[Dataset entries]
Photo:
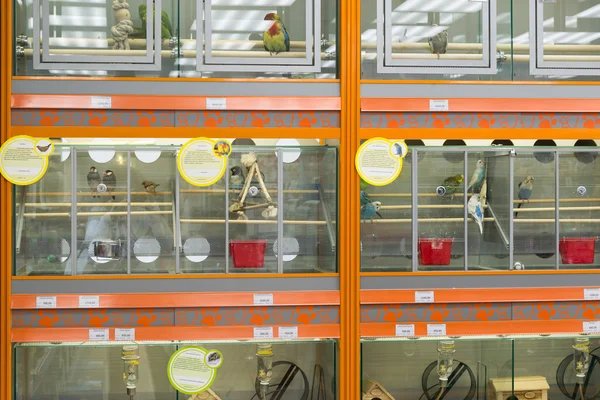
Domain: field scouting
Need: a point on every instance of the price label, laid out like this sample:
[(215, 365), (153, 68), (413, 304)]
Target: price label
[(98, 334), (101, 102), (45, 302), (263, 333), (424, 297), (436, 329), (438, 105), (124, 334), (591, 326), (216, 104), (591, 294), (263, 299), (89, 301), (288, 332), (405, 330)]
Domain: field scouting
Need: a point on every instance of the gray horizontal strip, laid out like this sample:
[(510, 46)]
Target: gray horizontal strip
[(176, 88), (516, 280), (466, 91), (101, 286)]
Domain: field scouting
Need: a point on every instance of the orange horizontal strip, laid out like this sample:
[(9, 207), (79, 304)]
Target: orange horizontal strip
[(479, 328), (482, 105), (325, 331), (174, 300), (475, 295), (189, 103)]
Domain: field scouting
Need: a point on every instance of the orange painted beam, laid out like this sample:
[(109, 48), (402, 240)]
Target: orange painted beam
[(326, 331), (488, 295), (183, 103), (482, 105), (173, 300), (479, 328)]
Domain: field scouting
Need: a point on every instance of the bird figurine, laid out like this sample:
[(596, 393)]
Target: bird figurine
[(452, 183), (438, 44), (368, 211), (477, 178), (476, 210), (93, 181), (276, 38), (525, 189), (110, 181), (150, 186)]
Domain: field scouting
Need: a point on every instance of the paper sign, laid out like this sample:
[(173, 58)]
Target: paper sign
[(263, 332), (438, 105), (591, 294), (436, 329), (101, 102), (405, 330), (124, 334), (216, 103), (89, 301), (287, 332), (263, 299), (98, 334), (424, 297), (45, 302)]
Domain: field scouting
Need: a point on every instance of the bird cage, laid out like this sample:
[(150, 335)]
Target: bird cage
[(424, 37)]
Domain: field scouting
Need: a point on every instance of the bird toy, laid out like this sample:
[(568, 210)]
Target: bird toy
[(239, 206)]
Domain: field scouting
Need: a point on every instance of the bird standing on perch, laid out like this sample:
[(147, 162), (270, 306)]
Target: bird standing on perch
[(276, 38)]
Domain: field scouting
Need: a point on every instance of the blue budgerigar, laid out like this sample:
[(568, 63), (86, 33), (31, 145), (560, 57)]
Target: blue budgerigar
[(477, 178), (476, 210), (276, 38), (525, 189), (368, 211)]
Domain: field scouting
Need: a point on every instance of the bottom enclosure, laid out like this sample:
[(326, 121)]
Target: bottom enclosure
[(494, 368), (301, 370)]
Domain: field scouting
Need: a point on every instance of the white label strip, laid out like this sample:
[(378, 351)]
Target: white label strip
[(45, 302), (405, 330), (436, 329), (287, 332), (98, 334), (125, 334), (89, 301), (263, 332)]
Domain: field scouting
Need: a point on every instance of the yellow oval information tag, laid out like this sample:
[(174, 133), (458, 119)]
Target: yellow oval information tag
[(379, 160), (24, 159), (202, 161)]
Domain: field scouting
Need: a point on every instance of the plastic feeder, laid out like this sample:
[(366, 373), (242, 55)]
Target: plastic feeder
[(577, 250), (435, 251), (248, 253)]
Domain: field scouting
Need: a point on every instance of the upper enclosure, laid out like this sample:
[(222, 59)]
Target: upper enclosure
[(498, 40), (205, 39)]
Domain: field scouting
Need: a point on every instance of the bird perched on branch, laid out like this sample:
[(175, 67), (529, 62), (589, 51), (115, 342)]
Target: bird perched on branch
[(525, 189), (276, 38)]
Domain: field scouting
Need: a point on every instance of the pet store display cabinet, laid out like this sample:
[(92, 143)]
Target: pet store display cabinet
[(138, 370), (482, 368), (500, 40), (171, 38), (125, 209), (491, 208)]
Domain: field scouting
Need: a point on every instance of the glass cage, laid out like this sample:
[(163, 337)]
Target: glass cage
[(94, 370), (485, 208), (171, 38), (124, 209)]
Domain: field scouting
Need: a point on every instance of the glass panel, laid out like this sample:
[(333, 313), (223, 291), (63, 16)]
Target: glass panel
[(441, 210), (534, 224), (42, 223), (386, 243), (579, 211), (411, 369)]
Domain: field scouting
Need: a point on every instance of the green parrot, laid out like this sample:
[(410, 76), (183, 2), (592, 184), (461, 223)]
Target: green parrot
[(165, 29)]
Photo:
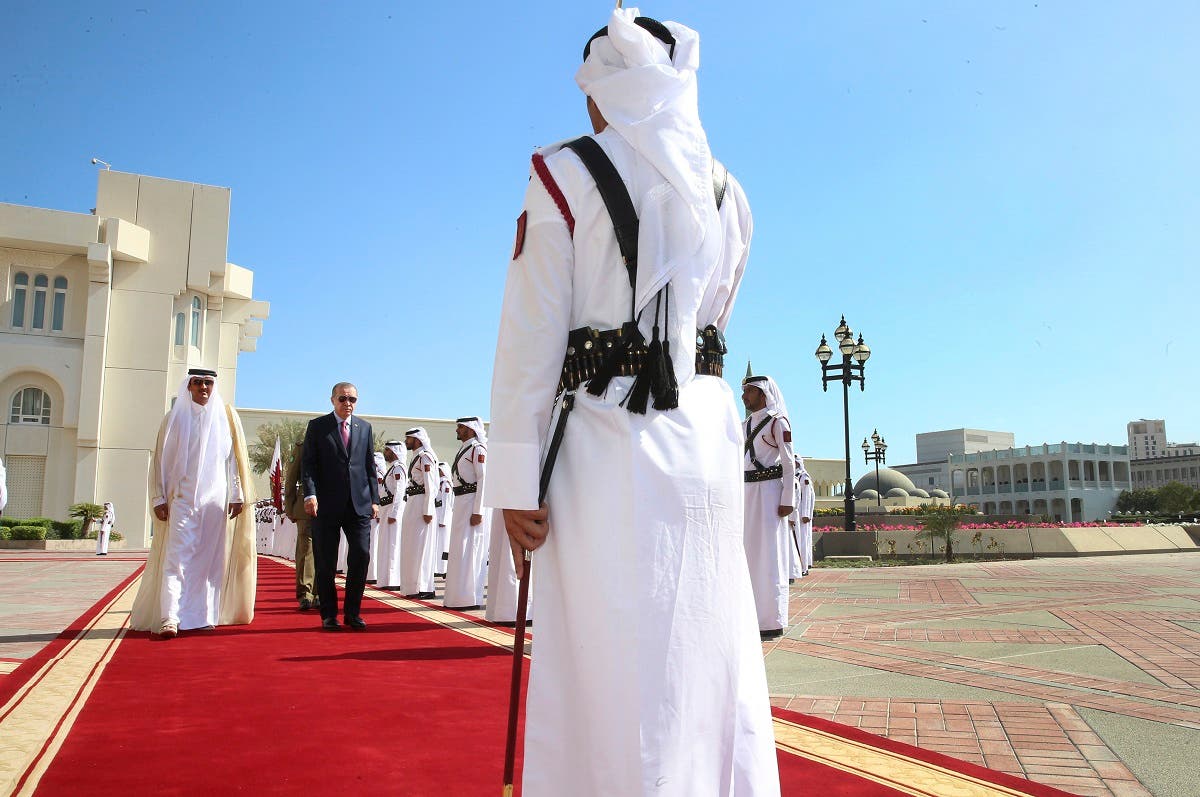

■ Work request ■
Please return only the lines above, starting at the line that has "[(173, 58)]" and ending at the line that has "[(147, 162), (270, 306)]", keeping both and leaving each one unchanged.

■ Answer for the task ■
[(173, 58)]
Target: paper sign
[(263, 332), (438, 105), (591, 294), (436, 329), (101, 102), (405, 330), (124, 334), (216, 103), (89, 301), (287, 332), (263, 299), (98, 334), (424, 297), (45, 302)]
Domain: field scouting
Need: a point on every instance of the bird cage, laid out like this sample:
[(150, 335)]
Target: bird cage
[(424, 37)]
Domain: field scouting
Need: a point on every instance of the bird toy, laid out like this sample:
[(568, 210)]
Target: bird toy
[(239, 206)]
Domain: field scouting
Need: a point on every instance of the bird standing on perch, laid out like this sample:
[(147, 162), (270, 306)]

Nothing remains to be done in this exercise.